THE EXERCISE: Take the line that contains "Q: For the small" and all lines after it, up to and including the last line of the data, and write them out exactly; nothing else belongs in the answer.

--- BEGIN ---

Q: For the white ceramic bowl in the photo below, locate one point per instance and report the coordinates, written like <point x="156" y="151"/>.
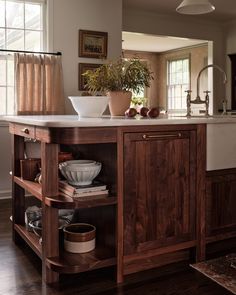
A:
<point x="89" y="106"/>
<point x="77" y="174"/>
<point x="80" y="162"/>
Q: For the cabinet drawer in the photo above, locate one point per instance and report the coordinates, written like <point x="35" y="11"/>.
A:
<point x="22" y="130"/>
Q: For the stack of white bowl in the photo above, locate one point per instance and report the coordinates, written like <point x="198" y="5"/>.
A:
<point x="80" y="172"/>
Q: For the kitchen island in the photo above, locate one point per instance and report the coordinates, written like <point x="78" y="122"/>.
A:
<point x="163" y="203"/>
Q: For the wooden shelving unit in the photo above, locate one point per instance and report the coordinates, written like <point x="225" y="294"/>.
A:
<point x="97" y="210"/>
<point x="62" y="201"/>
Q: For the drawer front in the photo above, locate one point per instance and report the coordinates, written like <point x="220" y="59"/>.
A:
<point x="22" y="130"/>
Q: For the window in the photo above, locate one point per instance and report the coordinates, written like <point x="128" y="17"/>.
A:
<point x="21" y="28"/>
<point x="178" y="77"/>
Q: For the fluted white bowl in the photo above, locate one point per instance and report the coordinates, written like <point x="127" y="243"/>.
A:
<point x="79" y="174"/>
<point x="89" y="106"/>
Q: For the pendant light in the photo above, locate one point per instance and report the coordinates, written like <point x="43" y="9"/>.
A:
<point x="195" y="7"/>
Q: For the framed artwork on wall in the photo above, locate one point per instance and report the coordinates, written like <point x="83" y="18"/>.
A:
<point x="93" y="44"/>
<point x="83" y="67"/>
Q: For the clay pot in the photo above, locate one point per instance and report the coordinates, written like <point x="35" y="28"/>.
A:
<point x="119" y="102"/>
<point x="79" y="237"/>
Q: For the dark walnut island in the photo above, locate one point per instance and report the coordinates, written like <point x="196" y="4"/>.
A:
<point x="156" y="173"/>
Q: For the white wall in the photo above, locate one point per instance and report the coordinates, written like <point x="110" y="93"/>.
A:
<point x="182" y="26"/>
<point x="68" y="18"/>
<point x="230" y="32"/>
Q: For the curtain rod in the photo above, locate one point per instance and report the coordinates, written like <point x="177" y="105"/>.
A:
<point x="36" y="52"/>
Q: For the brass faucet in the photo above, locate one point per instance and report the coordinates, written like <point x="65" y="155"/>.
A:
<point x="198" y="100"/>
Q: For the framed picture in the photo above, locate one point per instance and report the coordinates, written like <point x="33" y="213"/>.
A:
<point x="92" y="44"/>
<point x="83" y="67"/>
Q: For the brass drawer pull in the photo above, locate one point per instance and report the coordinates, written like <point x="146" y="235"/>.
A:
<point x="145" y="136"/>
<point x="25" y="130"/>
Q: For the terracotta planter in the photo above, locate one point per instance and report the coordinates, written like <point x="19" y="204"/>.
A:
<point x="119" y="102"/>
<point x="79" y="237"/>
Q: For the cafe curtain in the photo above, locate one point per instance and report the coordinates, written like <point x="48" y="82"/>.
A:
<point x="39" y="84"/>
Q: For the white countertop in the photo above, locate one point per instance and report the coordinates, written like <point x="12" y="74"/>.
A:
<point x="107" y="121"/>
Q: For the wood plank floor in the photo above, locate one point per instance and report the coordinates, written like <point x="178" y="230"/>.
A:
<point x="20" y="274"/>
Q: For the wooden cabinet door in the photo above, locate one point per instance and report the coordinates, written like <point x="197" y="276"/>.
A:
<point x="221" y="203"/>
<point x="159" y="189"/>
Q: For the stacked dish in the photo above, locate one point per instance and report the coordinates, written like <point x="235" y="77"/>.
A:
<point x="80" y="172"/>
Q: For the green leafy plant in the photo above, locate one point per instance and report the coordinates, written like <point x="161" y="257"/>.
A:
<point x="119" y="75"/>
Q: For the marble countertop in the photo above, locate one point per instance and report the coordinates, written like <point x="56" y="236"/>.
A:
<point x="107" y="121"/>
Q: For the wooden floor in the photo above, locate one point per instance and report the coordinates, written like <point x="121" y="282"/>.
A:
<point x="20" y="273"/>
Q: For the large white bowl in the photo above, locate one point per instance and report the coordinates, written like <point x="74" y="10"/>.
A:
<point x="80" y="174"/>
<point x="89" y="106"/>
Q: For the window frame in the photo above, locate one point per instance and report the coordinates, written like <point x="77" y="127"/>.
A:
<point x="168" y="61"/>
<point x="43" y="41"/>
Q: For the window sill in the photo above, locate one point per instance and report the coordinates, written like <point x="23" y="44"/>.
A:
<point x="3" y="123"/>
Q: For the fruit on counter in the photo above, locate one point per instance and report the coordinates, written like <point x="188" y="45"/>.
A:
<point x="131" y="112"/>
<point x="153" y="113"/>
<point x="143" y="111"/>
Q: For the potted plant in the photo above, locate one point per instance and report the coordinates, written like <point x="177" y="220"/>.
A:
<point x="118" y="79"/>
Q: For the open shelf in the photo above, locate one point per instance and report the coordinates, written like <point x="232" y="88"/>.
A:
<point x="62" y="201"/>
<point x="31" y="239"/>
<point x="76" y="263"/>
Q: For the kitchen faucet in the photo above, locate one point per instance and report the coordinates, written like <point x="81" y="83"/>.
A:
<point x="198" y="100"/>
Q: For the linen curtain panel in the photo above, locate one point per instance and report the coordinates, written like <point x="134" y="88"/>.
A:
<point x="39" y="84"/>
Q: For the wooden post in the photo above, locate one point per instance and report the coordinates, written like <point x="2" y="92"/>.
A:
<point x="18" y="193"/>
<point x="50" y="235"/>
<point x="201" y="193"/>
<point x="120" y="217"/>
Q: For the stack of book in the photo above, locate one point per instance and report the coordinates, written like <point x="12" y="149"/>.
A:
<point x="94" y="190"/>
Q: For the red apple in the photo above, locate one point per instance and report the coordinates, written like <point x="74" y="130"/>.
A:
<point x="131" y="112"/>
<point x="153" y="113"/>
<point x="143" y="111"/>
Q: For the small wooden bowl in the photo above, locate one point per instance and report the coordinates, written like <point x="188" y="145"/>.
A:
<point x="79" y="237"/>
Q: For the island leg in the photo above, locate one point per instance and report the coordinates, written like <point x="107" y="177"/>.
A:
<point x="18" y="193"/>
<point x="50" y="235"/>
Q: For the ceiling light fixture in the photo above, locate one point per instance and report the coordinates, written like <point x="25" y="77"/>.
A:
<point x="195" y="7"/>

--- END ---

SOLUTION TO THIS PROBLEM:
Q: For the small wooden bowl in the photo above, locate one point per instance and report the coordinates, written like <point x="188" y="145"/>.
A:
<point x="79" y="237"/>
Q: For the island leg in the photo above, locate one point per instance and report the coordinates, written like <point x="107" y="177"/>.
A:
<point x="18" y="193"/>
<point x="50" y="235"/>
Q: For the ceiling light fixture in the photo above, locate one point per instance and report the coordinates, written like <point x="25" y="77"/>.
A:
<point x="195" y="7"/>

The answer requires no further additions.